(Pointing dataset excerpts)
##############################
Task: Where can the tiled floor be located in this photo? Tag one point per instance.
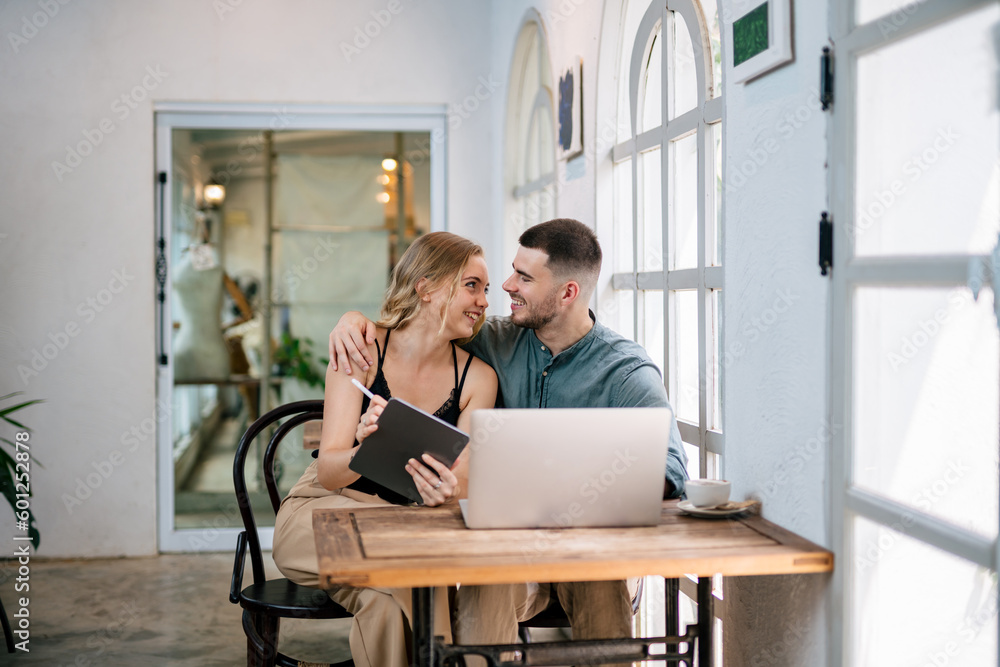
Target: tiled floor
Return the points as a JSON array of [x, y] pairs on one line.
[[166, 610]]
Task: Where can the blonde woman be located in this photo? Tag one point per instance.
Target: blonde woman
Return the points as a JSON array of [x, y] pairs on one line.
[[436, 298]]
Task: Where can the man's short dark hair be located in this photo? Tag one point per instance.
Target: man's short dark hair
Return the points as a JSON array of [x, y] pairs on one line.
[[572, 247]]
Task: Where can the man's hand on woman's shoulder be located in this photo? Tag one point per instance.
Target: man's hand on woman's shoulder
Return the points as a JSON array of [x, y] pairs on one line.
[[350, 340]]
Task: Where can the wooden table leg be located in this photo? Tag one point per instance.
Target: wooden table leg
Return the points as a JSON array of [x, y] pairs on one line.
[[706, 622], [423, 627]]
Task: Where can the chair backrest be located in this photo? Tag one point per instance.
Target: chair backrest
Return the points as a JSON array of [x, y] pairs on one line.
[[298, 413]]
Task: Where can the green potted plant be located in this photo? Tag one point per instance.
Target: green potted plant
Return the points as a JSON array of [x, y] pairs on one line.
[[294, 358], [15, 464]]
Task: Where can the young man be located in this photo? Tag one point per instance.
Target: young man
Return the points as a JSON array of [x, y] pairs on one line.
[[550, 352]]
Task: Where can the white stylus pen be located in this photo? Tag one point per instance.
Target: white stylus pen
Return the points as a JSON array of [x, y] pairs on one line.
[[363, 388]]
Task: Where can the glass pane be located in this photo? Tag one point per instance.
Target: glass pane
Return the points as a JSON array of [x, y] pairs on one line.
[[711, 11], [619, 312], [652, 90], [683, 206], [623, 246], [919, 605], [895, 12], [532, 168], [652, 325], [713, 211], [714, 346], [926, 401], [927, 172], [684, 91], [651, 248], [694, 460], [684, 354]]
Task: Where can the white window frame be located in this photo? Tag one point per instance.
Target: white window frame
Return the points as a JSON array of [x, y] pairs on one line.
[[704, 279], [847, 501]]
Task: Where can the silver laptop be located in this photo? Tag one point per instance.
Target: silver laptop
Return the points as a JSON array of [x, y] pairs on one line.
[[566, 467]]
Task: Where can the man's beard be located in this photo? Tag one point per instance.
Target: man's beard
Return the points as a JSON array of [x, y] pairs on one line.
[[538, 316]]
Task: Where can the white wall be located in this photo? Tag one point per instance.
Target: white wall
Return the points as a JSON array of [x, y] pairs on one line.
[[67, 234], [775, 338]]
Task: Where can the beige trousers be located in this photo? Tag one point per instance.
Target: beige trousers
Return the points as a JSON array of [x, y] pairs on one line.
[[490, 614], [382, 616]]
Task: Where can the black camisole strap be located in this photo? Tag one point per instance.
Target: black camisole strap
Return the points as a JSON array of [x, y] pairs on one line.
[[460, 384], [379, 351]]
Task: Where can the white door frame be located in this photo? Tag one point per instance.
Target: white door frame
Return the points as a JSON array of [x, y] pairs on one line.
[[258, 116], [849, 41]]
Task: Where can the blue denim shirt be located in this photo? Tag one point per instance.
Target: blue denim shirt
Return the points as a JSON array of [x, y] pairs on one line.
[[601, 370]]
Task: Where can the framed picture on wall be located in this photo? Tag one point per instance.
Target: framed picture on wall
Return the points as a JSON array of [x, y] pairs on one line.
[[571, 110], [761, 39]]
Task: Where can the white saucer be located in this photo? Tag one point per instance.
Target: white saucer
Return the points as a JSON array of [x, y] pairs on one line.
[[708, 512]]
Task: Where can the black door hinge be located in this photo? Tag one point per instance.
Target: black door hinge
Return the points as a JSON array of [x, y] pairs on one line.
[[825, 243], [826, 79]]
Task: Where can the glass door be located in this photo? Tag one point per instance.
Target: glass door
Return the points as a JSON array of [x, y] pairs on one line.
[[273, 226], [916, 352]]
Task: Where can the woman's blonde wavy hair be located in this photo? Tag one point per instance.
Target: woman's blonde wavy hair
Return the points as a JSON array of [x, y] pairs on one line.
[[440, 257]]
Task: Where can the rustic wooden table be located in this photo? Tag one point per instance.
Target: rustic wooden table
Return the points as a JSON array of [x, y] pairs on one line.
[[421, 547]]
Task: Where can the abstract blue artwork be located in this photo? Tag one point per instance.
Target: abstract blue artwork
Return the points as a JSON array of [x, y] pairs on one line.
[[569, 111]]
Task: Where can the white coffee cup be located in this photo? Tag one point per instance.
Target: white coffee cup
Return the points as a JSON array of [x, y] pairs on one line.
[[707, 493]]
##############################
Put every line of the records above into a Markdown table with the columns "Row" and "Line", numbering the rows and skipping blank lines. Leave the pictures out of the table.

## EXERCISE SOLUTION
| Row | Line |
|---|---|
| 1 | Task: Where can the tiled floor be located in this photo? Tag one point per instance. |
| 2 | Target: tiled floor |
| 3 | Return the points as a JSON array of [x, y] pairs on one line. |
| 4 | [[166, 610]] |
| 5 | Task: Where can the blonde woman be located in this photo? Tag one point per instance. |
| 6 | Target: blonde woman |
| 7 | Return the points as a JSON array of [x, y] pairs on one line. |
| 8 | [[436, 298]] |
| 9 | Task: Where can the man's short dark hair be located in this photo? Tag one point per instance. |
| 10 | Target: man's short dark hair |
| 11 | Return the points as a JSON array of [x, y] pairs on one line. |
| 12 | [[572, 247]] |
| 13 | Task: Where can the man's hand on woman's shoulder be located in this photo? Tag one point per instance. |
| 14 | Target: man's hand on woman's shoulder |
| 15 | Return the points as a JSON array of [x, y] pairs on one line. |
| 16 | [[350, 340]] |
| 17 | Task: Where can the wooden table leg be located in this photo? Tag one point per instance. |
| 18 | Target: wooden table leg |
| 19 | Return the points as a JSON array of [x, y] pairs on one line. |
| 20 | [[706, 622], [423, 627]] |
| 21 | Task: Where can the chair backrest be located in this photo? Tag one point per instance. |
| 22 | Target: chair backrest |
| 23 | Return the points as a JSON array of [x, y] pairs on one line. |
| 24 | [[298, 413]] |
| 25 | Task: Where can the green potted plant be located in this photo? Tag one point per instance. |
| 26 | Target: green potted plant |
| 27 | Return the points as a JSON array of [x, y] pairs on one line. |
| 28 | [[294, 358], [15, 464]] |
| 29 | Task: Where can the young man be located in this photo? Tag one point per instance. |
| 30 | Target: young man |
| 31 | Return the points as a JSON array of [x, y] pairs on one line. |
| 32 | [[550, 352]] |
| 33 | Task: Where can the white stylus pen be located in this photo? Tag one point per instance. |
| 34 | Target: white stylus pen |
| 35 | Return the points as a JSON array of [x, y] pairs on one line. |
| 36 | [[363, 388]] |
| 37 | Task: Where can the glass pane be located in this photo? Tag one point per instance. |
| 38 | Target: glass pane |
| 39 | Return the points as a JSON array of [x, y] pairs on one line. |
| 40 | [[711, 11], [619, 312], [652, 90], [683, 206], [623, 246], [919, 605], [895, 12], [532, 168], [652, 325], [713, 211], [714, 346], [926, 401], [927, 172], [684, 91], [651, 248], [694, 460], [684, 354]] |
| 41 | Task: Where can the white window frame be located in this photo? Tag one point per instance. |
| 42 | Target: white window frame |
| 43 | Return the points as a JSON array of [x, y] pairs on one line. |
| 44 | [[704, 279], [847, 501]] |
| 45 | Task: Where can the silver laptop be located in this photo? Tag one point per instance. |
| 46 | Target: silver laptop |
| 47 | Return the points as a JSON array of [x, y] pairs on one line. |
| 48 | [[566, 467]] |
| 49 | Task: Where can the man's beard be located in this photo? Tag one point per instance. |
| 50 | Target: man's beard |
| 51 | Return the points as a JSON array of [x, y] pairs on one line. |
| 52 | [[538, 316]] |
| 53 | Task: Where can the white wall be located in this photo? Tag one point per instance. |
| 54 | Target: white wall |
| 55 | Return the points as a JSON array of [x, y] pairs on one line. |
| 56 | [[67, 234], [775, 338]] |
| 57 | Task: Where can the beige trousers be located in this photo? Tag one point per instance. |
| 58 | Target: beige trousers |
| 59 | Return the points as a JSON array of [x, y] pairs on one line. |
| 60 | [[490, 614], [382, 616]] |
| 61 | Task: Where can the black camisole strap be located in this photo? Tag one point per instance. |
| 62 | Target: black camisole strap |
| 63 | Return the points as a JSON array of [x, y] pairs on one line. |
| 64 | [[460, 384], [379, 351]] |
| 65 | Task: Where can the white door frame be located in this photo? Tag one point per instance. |
| 66 | Target: white door frame |
| 67 | Return the points as a JSON array of [x, y] pairs on one line. |
| 68 | [[258, 116], [849, 41]] |
| 69 | Task: Where can the blue denim shirt be located in this photo? Tag one point per instance. |
| 70 | Target: blue denim shirt |
| 71 | Return the points as a JSON array of [x, y] pairs on one line. |
| 72 | [[601, 370]] |
| 73 | Task: Where can the framed picture on wall be located in this photo? Tag one point per instance. |
| 74 | Target: framed picture on wall |
| 75 | Return the points as a JSON array of [x, y] pairs on one line. |
| 76 | [[571, 110], [761, 39]] |
| 77 | Task: Where can the white saucer be located in this photo? Tag one point per instance. |
| 78 | Target: white saucer |
| 79 | Return the points as a JSON array of [x, y] pairs on one line. |
| 80 | [[708, 512]] |
| 81 | Task: Where can the black door hinge be located in this photo? Tag one point per instance. |
| 82 | Target: black door hinge |
| 83 | Return the points as a JSON array of [x, y] pairs on one line. |
| 84 | [[825, 243], [826, 79]] |
| 85 | Task: Where can the glass door be located in this photo? Tag one point per instance. |
| 86 | Target: glass door |
| 87 | Return the points as a JSON array of [x, y] pairs on one line. |
| 88 | [[273, 226], [916, 352]] |
| 89 | Task: Where can the woman's blonde wavy hair be located in this photo? Tag one point per instance. |
| 90 | Target: woman's blonde wavy hair |
| 91 | Return the points as a JSON array of [x, y] pairs on one line. |
| 92 | [[440, 257]] |
| 93 | Task: Where can the rustic wooden table be located in this photo? Tag one point per instance. |
| 94 | Target: rustic wooden table |
| 95 | Return the points as a JSON array of [x, y] pairs on one line. |
| 96 | [[421, 547]] |
| 97 | Task: Where can the abstract blue artwork be located in this photo? Tag one point per instance. |
| 98 | Target: abstract blue artwork |
| 99 | Return the points as a JSON array of [x, y] pairs on one line. |
| 100 | [[569, 111]] |
| 101 | Task: Where can the white coffee cup be located in this photo? Tag one point per instance. |
| 102 | Target: white coffee cup |
| 103 | Return the points as a JSON array of [x, y] pairs on one line. |
| 104 | [[707, 493]] |